===== Source material =====

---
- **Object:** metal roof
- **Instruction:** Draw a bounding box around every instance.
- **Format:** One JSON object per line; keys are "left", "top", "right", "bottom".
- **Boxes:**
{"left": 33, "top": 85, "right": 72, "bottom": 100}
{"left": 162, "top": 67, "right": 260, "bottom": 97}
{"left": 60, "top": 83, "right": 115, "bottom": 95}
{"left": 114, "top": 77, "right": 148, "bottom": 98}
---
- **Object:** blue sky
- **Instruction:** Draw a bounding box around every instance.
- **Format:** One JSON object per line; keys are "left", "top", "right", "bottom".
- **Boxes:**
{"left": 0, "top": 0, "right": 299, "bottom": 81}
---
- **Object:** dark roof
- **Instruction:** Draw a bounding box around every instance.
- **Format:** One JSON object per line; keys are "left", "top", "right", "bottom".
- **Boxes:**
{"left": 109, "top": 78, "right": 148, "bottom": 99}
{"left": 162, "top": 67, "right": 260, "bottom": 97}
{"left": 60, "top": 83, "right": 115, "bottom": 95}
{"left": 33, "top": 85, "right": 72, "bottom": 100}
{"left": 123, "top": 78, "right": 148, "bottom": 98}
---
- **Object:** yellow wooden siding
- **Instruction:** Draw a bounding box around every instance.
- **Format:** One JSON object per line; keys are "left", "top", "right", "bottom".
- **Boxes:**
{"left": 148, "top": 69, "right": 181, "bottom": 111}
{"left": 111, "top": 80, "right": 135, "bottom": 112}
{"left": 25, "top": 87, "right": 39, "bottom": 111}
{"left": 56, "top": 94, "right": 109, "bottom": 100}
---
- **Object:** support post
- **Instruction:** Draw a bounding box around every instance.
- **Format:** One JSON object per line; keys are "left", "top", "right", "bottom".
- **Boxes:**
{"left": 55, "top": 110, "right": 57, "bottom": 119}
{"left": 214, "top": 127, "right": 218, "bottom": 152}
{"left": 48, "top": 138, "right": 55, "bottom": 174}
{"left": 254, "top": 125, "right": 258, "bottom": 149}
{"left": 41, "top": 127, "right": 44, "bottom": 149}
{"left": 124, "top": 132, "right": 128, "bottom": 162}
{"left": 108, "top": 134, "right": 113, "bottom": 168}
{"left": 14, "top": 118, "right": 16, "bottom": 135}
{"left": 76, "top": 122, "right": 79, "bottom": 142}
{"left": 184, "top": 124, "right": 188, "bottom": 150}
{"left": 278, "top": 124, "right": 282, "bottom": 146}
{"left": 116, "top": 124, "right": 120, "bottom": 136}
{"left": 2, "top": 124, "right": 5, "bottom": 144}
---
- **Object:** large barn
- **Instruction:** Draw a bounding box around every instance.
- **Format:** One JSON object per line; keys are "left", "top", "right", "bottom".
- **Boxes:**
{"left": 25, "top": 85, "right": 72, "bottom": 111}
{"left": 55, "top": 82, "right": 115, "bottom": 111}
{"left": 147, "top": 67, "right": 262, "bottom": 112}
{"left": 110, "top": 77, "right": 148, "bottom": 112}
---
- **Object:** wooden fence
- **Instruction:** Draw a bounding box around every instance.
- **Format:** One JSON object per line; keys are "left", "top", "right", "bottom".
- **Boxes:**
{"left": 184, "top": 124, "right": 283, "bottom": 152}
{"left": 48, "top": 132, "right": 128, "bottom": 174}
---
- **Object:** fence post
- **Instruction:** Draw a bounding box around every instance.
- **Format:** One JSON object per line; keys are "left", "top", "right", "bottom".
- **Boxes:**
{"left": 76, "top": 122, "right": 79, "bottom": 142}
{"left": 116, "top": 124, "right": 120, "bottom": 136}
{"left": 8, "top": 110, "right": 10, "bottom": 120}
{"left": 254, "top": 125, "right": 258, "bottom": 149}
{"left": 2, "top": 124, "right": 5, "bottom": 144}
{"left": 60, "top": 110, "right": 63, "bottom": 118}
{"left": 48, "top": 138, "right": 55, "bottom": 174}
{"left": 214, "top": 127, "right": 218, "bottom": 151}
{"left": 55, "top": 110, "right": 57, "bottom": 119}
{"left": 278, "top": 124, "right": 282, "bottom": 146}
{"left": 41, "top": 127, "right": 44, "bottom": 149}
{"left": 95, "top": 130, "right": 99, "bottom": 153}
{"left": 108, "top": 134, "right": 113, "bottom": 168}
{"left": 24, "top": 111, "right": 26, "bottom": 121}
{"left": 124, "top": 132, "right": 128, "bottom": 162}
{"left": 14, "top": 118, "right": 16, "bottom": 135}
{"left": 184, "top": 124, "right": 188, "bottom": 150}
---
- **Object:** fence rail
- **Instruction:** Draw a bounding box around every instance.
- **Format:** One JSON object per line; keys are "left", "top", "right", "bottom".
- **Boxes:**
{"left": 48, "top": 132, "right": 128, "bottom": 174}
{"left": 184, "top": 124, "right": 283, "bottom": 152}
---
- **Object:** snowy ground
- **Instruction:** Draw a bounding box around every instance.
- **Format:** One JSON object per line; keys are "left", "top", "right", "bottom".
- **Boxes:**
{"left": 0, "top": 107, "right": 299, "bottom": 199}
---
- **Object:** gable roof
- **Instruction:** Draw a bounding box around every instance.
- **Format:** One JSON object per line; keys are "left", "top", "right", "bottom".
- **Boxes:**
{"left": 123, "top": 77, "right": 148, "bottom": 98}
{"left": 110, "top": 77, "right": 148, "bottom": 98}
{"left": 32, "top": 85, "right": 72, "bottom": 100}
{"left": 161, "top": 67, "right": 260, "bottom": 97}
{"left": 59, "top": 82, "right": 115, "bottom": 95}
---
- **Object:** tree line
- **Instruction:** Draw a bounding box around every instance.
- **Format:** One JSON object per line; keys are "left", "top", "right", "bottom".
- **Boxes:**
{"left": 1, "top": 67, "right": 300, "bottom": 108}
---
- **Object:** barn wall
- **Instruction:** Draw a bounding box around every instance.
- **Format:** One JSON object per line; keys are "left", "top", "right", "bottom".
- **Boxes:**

=====

§ **Task directions**: If a line in the entries holds the string "roof", copy it.

§ **Response to this task**:
- **Object:** metal roof
- **Object:** dark roof
- **Object:** gable roof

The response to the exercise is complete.